■ Given text:
########################################
2. Currently we optimize w.r.t. mean squared error. 
    - *Find another error function that could fit this problem.* 
    - *Evaluate whether the error function is a better choice and explain your findings.*

3. Complexity of the bottleneck.
    - *Increase the number of units in the latent layer and train.*
    - *Visualize by using [PCA](http://scikit-learn.org/stable/modules/generated/sklearn.decomposition.PCA.html) or [t-SNE](http://scikit-learn.org/stable/modules/generated/sklearn.manifold.TSNE.html).*

### Exercise 2 - Adding classification (for the ambitious)
The above training has been performed unsupervised. Now let us assume that we only have a fraction of labeled data points from each class (implemented below). As we know, semi-supervised learning can be utilized by combining unsupervised and supervised learning. Now you must analyze whether a trained AE from the above exercise can aid a classifier.
########################################
Stored items from the collection:

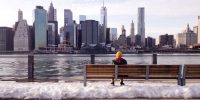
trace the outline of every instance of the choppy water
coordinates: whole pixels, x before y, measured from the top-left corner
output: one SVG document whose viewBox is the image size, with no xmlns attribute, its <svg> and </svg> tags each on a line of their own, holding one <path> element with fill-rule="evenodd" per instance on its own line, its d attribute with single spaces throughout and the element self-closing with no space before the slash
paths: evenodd
<svg viewBox="0 0 200 100">
<path fill-rule="evenodd" d="M 111 64 L 114 54 L 95 55 L 96 64 Z M 26 79 L 28 55 L 0 55 L 0 80 Z M 152 54 L 125 54 L 128 64 L 151 64 Z M 200 54 L 158 54 L 158 64 L 200 64 Z M 34 56 L 36 79 L 67 80 L 81 76 L 90 55 L 40 54 Z"/>
</svg>

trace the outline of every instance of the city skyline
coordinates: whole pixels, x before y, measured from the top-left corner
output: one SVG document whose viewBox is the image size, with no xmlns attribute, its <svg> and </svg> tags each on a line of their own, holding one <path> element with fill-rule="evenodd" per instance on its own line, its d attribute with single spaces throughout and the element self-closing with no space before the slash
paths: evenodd
<svg viewBox="0 0 200 100">
<path fill-rule="evenodd" d="M 87 19 L 100 21 L 100 9 L 103 5 L 103 0 L 0 0 L 0 2 L 0 12 L 2 13 L 0 26 L 8 27 L 12 27 L 17 21 L 19 9 L 23 11 L 24 19 L 28 21 L 28 24 L 33 25 L 34 8 L 40 5 L 45 10 L 48 10 L 49 4 L 52 2 L 57 9 L 57 20 L 60 28 L 64 23 L 64 9 L 71 9 L 73 18 L 77 23 L 79 15 L 86 15 Z M 105 0 L 108 27 L 116 27 L 119 36 L 121 34 L 121 26 L 124 25 L 127 35 L 129 35 L 132 20 L 134 24 L 137 24 L 138 21 L 138 7 L 144 7 L 146 36 L 158 38 L 159 35 L 165 33 L 176 35 L 184 30 L 188 23 L 191 28 L 197 25 L 197 18 L 200 15 L 199 3 L 199 0 Z M 137 34 L 136 26 L 135 29 L 135 34 Z"/>
</svg>

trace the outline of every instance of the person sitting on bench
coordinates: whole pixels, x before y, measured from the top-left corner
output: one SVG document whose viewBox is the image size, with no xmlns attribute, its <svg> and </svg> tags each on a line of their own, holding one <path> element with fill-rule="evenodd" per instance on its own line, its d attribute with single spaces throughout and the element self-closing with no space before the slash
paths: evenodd
<svg viewBox="0 0 200 100">
<path fill-rule="evenodd" d="M 122 52 L 118 51 L 116 53 L 116 58 L 112 60 L 112 63 L 115 65 L 125 65 L 127 64 L 127 61 L 124 58 L 122 58 Z M 112 78 L 111 84 L 115 85 L 114 78 Z M 120 85 L 124 85 L 123 78 L 120 79 Z"/>
</svg>

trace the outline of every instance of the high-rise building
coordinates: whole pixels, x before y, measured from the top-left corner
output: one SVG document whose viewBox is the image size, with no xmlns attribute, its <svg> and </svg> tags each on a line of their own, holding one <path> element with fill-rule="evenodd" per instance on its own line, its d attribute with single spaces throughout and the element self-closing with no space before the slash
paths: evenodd
<svg viewBox="0 0 200 100">
<path fill-rule="evenodd" d="M 58 22 L 57 22 L 56 9 L 53 7 L 51 2 L 48 10 L 48 35 L 47 35 L 47 45 L 57 47 L 59 44 L 58 36 Z"/>
<path fill-rule="evenodd" d="M 95 20 L 83 21 L 82 25 L 82 44 L 98 44 L 99 22 Z"/>
<path fill-rule="evenodd" d="M 110 44 L 110 28 L 106 28 L 106 44 Z"/>
<path fill-rule="evenodd" d="M 131 23 L 131 34 L 130 34 L 130 38 L 131 38 L 131 44 L 134 45 L 135 44 L 135 28 L 134 28 L 134 23 L 132 21 Z"/>
<path fill-rule="evenodd" d="M 53 7 L 53 3 L 51 2 L 48 10 L 48 21 L 57 21 L 57 11 Z"/>
<path fill-rule="evenodd" d="M 122 30 L 122 35 L 124 35 L 126 37 L 126 29 L 125 29 L 124 25 L 122 25 L 121 30 Z"/>
<path fill-rule="evenodd" d="M 168 35 L 168 34 L 160 35 L 159 47 L 174 48 L 174 35 Z"/>
<path fill-rule="evenodd" d="M 85 21 L 86 20 L 86 15 L 79 15 L 79 22 Z"/>
<path fill-rule="evenodd" d="M 106 43 L 106 28 L 107 28 L 107 8 L 104 6 L 101 7 L 101 13 L 100 13 L 100 25 L 102 26 L 100 31 L 101 36 L 101 43 Z"/>
<path fill-rule="evenodd" d="M 197 43 L 197 34 L 195 34 L 189 27 L 189 24 L 187 25 L 185 31 L 183 33 L 178 34 L 177 39 L 177 46 L 180 48 L 183 47 L 190 47 Z"/>
<path fill-rule="evenodd" d="M 145 46 L 145 10 L 143 7 L 138 8 L 138 35 L 141 36 L 141 47 Z"/>
<path fill-rule="evenodd" d="M 156 39 L 152 38 L 152 37 L 147 37 L 145 39 L 145 44 L 146 44 L 146 49 L 152 50 L 156 47 Z"/>
<path fill-rule="evenodd" d="M 135 46 L 141 48 L 141 35 L 135 35 Z"/>
<path fill-rule="evenodd" d="M 117 28 L 110 28 L 110 40 L 112 42 L 117 40 Z"/>
<path fill-rule="evenodd" d="M 198 29 L 200 29 L 200 16 L 198 16 Z M 200 43 L 200 31 L 198 31 L 198 42 L 197 43 Z"/>
<path fill-rule="evenodd" d="M 18 12 L 18 22 L 16 22 L 15 35 L 14 35 L 14 51 L 29 51 L 31 50 L 31 32 L 27 21 L 23 18 L 22 11 Z"/>
<path fill-rule="evenodd" d="M 58 46 L 58 23 L 57 21 L 48 21 L 48 35 L 47 35 L 47 45 L 48 47 Z"/>
<path fill-rule="evenodd" d="M 47 11 L 42 6 L 34 10 L 35 49 L 47 47 Z"/>
<path fill-rule="evenodd" d="M 64 9 L 64 26 L 73 24 L 73 14 L 70 9 Z"/>
<path fill-rule="evenodd" d="M 195 34 L 198 34 L 198 26 L 194 26 L 194 27 L 193 27 L 193 32 L 194 32 Z"/>
<path fill-rule="evenodd" d="M 0 51 L 13 51 L 14 31 L 9 27 L 0 27 Z"/>
<path fill-rule="evenodd" d="M 72 24 L 65 26 L 64 29 L 66 41 L 73 46 L 74 48 L 77 47 L 77 24 L 74 21 Z"/>
<path fill-rule="evenodd" d="M 23 12 L 19 9 L 18 11 L 18 21 L 23 20 Z"/>
<path fill-rule="evenodd" d="M 66 36 L 64 32 L 64 27 L 60 28 L 60 43 L 65 44 L 66 42 Z"/>
</svg>

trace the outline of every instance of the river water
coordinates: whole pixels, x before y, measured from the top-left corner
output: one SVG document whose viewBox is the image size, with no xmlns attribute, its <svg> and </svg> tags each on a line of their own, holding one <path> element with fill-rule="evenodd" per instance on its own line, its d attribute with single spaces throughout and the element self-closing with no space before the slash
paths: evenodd
<svg viewBox="0 0 200 100">
<path fill-rule="evenodd" d="M 96 64 L 111 64 L 114 54 L 95 55 Z M 151 64 L 152 54 L 124 54 L 128 64 Z M 158 54 L 158 64 L 200 64 L 200 54 Z M 36 79 L 68 80 L 82 77 L 90 63 L 86 54 L 34 55 Z M 28 55 L 0 55 L 0 80 L 27 79 Z"/>
</svg>

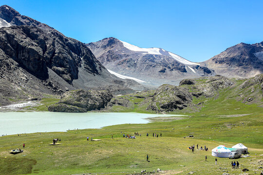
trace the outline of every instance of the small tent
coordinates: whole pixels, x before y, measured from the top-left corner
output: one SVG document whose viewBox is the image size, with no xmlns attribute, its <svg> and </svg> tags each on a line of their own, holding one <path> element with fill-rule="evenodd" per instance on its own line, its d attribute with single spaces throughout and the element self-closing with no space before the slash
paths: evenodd
<svg viewBox="0 0 263 175">
<path fill-rule="evenodd" d="M 219 145 L 212 150 L 212 156 L 219 158 L 228 158 L 231 151 L 223 145 Z"/>
<path fill-rule="evenodd" d="M 243 154 L 247 153 L 247 148 L 244 146 L 242 143 L 238 143 L 235 146 L 233 146 L 232 148 L 235 148 L 238 150 L 241 150 Z"/>
</svg>

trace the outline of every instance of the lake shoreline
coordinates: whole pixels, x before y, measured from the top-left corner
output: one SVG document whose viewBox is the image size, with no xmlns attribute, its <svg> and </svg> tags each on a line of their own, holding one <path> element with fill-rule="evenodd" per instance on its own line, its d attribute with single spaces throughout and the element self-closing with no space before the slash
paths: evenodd
<svg viewBox="0 0 263 175">
<path fill-rule="evenodd" d="M 176 114 L 135 112 L 88 112 L 74 113 L 52 112 L 0 112 L 0 135 L 98 129 L 122 124 L 145 124 L 150 119 L 162 117 L 185 117 Z M 10 127 L 9 126 L 12 126 Z"/>
</svg>

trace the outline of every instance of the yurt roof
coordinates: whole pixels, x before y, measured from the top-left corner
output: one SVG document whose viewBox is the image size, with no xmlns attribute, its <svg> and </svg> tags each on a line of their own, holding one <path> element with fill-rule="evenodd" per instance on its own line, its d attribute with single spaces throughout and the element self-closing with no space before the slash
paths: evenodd
<svg viewBox="0 0 263 175">
<path fill-rule="evenodd" d="M 232 148 L 247 148 L 246 147 L 244 146 L 242 143 L 238 143 L 236 145 L 233 146 Z"/>
</svg>

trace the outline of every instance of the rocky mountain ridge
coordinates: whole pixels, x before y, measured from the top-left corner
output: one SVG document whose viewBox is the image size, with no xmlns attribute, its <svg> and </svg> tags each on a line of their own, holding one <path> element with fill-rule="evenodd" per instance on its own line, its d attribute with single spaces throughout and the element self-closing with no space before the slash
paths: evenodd
<svg viewBox="0 0 263 175">
<path fill-rule="evenodd" d="M 115 94 L 145 89 L 111 74 L 84 44 L 6 5 L 0 14 L 12 24 L 0 28 L 0 105 L 80 88 Z"/>
<path fill-rule="evenodd" d="M 263 107 L 263 74 L 246 79 L 221 75 L 185 79 L 179 86 L 165 84 L 156 90 L 113 97 L 104 111 L 139 108 L 161 113 L 182 110 L 198 112 L 208 102 L 219 98 Z"/>
<path fill-rule="evenodd" d="M 157 87 L 213 74 L 207 68 L 161 48 L 141 48 L 113 37 L 87 46 L 107 69 Z"/>
<path fill-rule="evenodd" d="M 263 42 L 241 43 L 200 64 L 226 77 L 253 77 L 263 73 Z"/>
<path fill-rule="evenodd" d="M 65 93 L 57 104 L 48 107 L 51 112 L 86 112 L 99 110 L 113 98 L 110 90 L 75 90 Z"/>
</svg>

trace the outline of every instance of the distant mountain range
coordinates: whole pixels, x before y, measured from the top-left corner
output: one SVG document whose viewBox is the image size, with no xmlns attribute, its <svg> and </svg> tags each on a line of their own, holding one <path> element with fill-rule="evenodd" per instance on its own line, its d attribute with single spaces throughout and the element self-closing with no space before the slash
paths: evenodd
<svg viewBox="0 0 263 175">
<path fill-rule="evenodd" d="M 200 64 L 228 77 L 253 77 L 263 73 L 263 42 L 237 44 Z"/>
<path fill-rule="evenodd" d="M 128 93 L 178 85 L 186 78 L 263 73 L 263 42 L 242 43 L 194 63 L 113 37 L 85 44 L 7 5 L 0 7 L 0 105 L 76 89 Z"/>
<path fill-rule="evenodd" d="M 113 37 L 86 45 L 111 73 L 156 86 L 178 85 L 183 79 L 215 74 L 249 78 L 263 73 L 263 42 L 237 44 L 201 63 L 163 49 L 141 48 Z"/>
<path fill-rule="evenodd" d="M 112 73 L 136 78 L 152 85 L 178 85 L 186 77 L 214 74 L 207 68 L 163 49 L 141 48 L 113 37 L 87 46 Z"/>
<path fill-rule="evenodd" d="M 146 89 L 110 73 L 84 44 L 8 6 L 0 7 L 0 105 L 76 89 Z"/>
</svg>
########################################
■ To do:
1 – List every bulleted instruction under the numbered points in the autoencoder exercise text.
2 – Take the autoencoder exercise text further, picking up after its final sentence.

■ Answer list:
1 –
- Find another error function that could fit this problem.
- Evaluate whether the error function is a better choice and explain your findings.
- Increase the number of units in the latent layer and train.
- Visualize by using PCA or t-SNE.

2 –
1. Build a simple classifier (like the ones from lab1) where you:
    - *Train on the labeled dataset and evaluate the results.*
2. Build a second classifier and train on the latent output $z$ of the AE.
3. Build a third classifier and train on the reconstructions of the AE.
4. Evaluate the classifiers against each other and implement a model that improves the classification by combining the input, latent output and reconstruction.

In [None]:
# Generate a subset of labeled data points

num_labeled = 10 # You decide on the size of the fraction...

def onehot(t, num_classes):
    out = np.zeros((t.shape[0], num_classes))
    for row, col in enumerate(t):
        out[row, col] = 1
    return out

idxs_train_l = []
for i in range(num_classes):
    idxs = np.where(targets_train == i)[0]
    idxs_train_l += np.random.choice(idxs, size=num_labeled).tolist()

x_train_l = x_train[idxs_train_l]
targets_train_l = targets_train[idxs_train_l]
print("labeled training set dim(%i, %i)." % x_train_l.shape)

plt.figure(figsize=(12, 7))
for i in range(num_classes*num_labeled):
    im = x_train_l[i].reshape((28, 28))
    plt.subplot(1, num_classes*num_labeled, i + 1)
    plt.imshow(im, cmap='gray')
    plt.axis('off')